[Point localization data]
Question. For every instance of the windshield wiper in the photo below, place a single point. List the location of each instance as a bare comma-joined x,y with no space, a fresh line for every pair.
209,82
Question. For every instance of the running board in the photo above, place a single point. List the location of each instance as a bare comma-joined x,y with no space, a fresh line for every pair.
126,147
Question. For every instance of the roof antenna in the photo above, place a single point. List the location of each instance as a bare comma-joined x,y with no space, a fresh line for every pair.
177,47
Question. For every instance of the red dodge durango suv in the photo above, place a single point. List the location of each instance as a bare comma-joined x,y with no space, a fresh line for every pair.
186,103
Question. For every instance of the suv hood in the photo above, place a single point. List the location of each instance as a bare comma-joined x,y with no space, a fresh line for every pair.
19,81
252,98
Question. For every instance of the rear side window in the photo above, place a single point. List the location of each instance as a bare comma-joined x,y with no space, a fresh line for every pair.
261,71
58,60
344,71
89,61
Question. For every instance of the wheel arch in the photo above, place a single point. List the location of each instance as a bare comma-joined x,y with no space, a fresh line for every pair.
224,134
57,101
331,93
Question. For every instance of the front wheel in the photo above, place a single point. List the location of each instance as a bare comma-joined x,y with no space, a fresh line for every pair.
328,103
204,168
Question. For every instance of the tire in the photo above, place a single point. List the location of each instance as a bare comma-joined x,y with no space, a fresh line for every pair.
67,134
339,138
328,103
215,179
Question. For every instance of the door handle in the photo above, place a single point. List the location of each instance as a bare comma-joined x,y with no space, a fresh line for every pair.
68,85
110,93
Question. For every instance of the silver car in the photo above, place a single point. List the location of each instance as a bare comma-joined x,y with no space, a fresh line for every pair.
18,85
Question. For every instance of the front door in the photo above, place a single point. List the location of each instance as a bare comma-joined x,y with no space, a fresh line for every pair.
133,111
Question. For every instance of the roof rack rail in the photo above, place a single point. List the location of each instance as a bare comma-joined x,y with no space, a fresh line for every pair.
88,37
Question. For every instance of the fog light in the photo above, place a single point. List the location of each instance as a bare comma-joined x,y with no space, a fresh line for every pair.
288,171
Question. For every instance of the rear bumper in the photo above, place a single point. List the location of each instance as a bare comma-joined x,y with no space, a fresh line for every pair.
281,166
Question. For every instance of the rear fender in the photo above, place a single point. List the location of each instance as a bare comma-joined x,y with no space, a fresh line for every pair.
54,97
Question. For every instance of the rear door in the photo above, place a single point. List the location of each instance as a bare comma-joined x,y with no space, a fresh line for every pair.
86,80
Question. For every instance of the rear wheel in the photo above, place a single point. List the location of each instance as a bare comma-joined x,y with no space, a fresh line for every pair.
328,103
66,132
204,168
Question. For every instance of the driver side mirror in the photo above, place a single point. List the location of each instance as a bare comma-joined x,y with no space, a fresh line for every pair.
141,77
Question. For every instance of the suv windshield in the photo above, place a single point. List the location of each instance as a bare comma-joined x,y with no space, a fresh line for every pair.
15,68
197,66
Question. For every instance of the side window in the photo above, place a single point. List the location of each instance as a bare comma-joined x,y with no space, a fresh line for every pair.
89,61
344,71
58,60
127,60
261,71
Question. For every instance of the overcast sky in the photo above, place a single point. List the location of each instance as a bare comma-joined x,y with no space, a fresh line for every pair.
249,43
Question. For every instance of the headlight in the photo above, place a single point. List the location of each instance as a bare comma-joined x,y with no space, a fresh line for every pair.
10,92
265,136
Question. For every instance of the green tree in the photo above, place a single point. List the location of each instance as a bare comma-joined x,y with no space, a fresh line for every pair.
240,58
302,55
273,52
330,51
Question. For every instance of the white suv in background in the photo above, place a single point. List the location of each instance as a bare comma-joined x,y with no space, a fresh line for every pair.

### Your instructions:
Please output each record exactly as it appears above.

### Written solution:
Question. For every instance of the windshield wiper in the photo below, place a single point. List the location of each instance as a bare comma-joined x,y with no space, a fresh line for every pair.
209,82
Question. For every instance of the running board in the photo above, place a single point. List the location of each instance as a bare comma-joined x,y with no space, a fresh line for every pair.
126,147
Question. For every instance of the roof antenna in the photo above, place a single point. List the location of each instance as a bare comma-joined x,y with no space, a fresh line for every pair.
177,47
Question. For every instance of the red dodge durango suv in the photo above, place a single point. List the location of each instance as a bare comma-joined x,y with no space, a fresh line for every pair.
186,103
Question. For every instance of the suv hood in the photo above, place a single point. List the location of each instance as a bare comma-joined x,y with no space, a fresh line for every pair.
19,81
252,98
Question. For every instance of the rear side window in the photo above, place a single point. List the location of each instance as a bare comma-joined x,y with no space, a fresh line for every pair.
261,71
58,60
344,71
89,61
Question. For every instance of the wheel arch in the photo above, place a single point. List the location of each instance as a bare comma-joined x,y with no space, a fresh line for every pair.
224,134
57,101
331,93
Question. For every instance of the front wheel in the photo above, place a single point. List the location of each instance as a bare comma-joined x,y with no space, a fresh line for every pair.
328,103
204,168
Question. For every instance of the tire in the photo above, place a single point. List the location of each instance as a bare comma-joined x,y with no space, a fresh line for every pair.
67,134
339,138
328,103
215,179
Question. For every instance of the door handle in the photo above, place a single point. List the location of each instance as a bare comma-joined x,y with no space, a fresh line for every pair.
68,85
110,93
Question. For every instance of the silver car in the photo above, place a single point. List the location of each instance as a bare comma-joined x,y with no space, a fresh line for every pair.
18,85
Question. For every instance of the front door in the photo above, place a single point. List the location of each instance as a bare comma-joined x,y with no space, a fresh line for every pair.
133,111
Question. For every instance of the roof rack rail in the photo above, place a single point. List the location of each instance as a bare comma-joined x,y with no space, a fresh line for every pair.
88,37
Question. For every instance of the fog light in the photo above, place a single point. List the location of each instance as a bare comma-joined x,y with no space, a fresh line for every pair.
288,171
Question. For every instance of the rear bumper in the photo above, place a single point. List the location of each instance as a bare comma-joined x,y with no space, a fresh line for every pair.
281,166
Question. For every instance of the rear fender in the photo above, place a single point. List the location of each instance as a bare comma-joined x,y with no space, a fresh line for every pair.
54,97
Question. For every instance of the rear door in the photo above, place a single point. List the location of each instance as a bare comma-joined x,y with no space, a fresh line for every pair.
86,80
Question. For every instance of the rear wheel in the photo above, place a single point. List the location of each instance as a bare comma-joined x,y with no space, a fresh line for every pair.
328,103
66,132
204,168
Question. For every instance of the driver side mirror in the photo above, place a single point. List the location of each instance as a bare comma-joined x,y with no space, a fresh line for every pair.
141,77
Question. For every instance of the suv windshield in the photo above, place a single point. List the location of each instance as a bare comma-joined x,y with no space, a fresh line for every pair.
15,68
197,66
Question. For every instance of the side window in the photo above, place a single point. List the location of each instance as a bare comma-joined x,y with no space, a fresh line for every pair.
89,61
344,71
58,60
127,60
261,71
Question. For every instance of the overcast sky in the photo above, place a single point. List the location of each instance as a bare comma-joined x,y with no space, a fresh line for every pair.
249,43
Question. For every instance of the headlight in the photo above, place a single point. List the location of each instance as a bare comma-joined x,y with no space, a fresh line for every pair.
10,92
265,136
Question. For every instance of the green tree in the photo above, place a single point. List the location of each instance as a bare comma-joined x,y with no space, a fresh line for every pair.
240,58
302,55
273,52
330,51
Question. For every instance of the white suv in background in the photo above, place a single point. List the location of each instance as a bare comma-joined x,y with no space, a fresh line for every pair.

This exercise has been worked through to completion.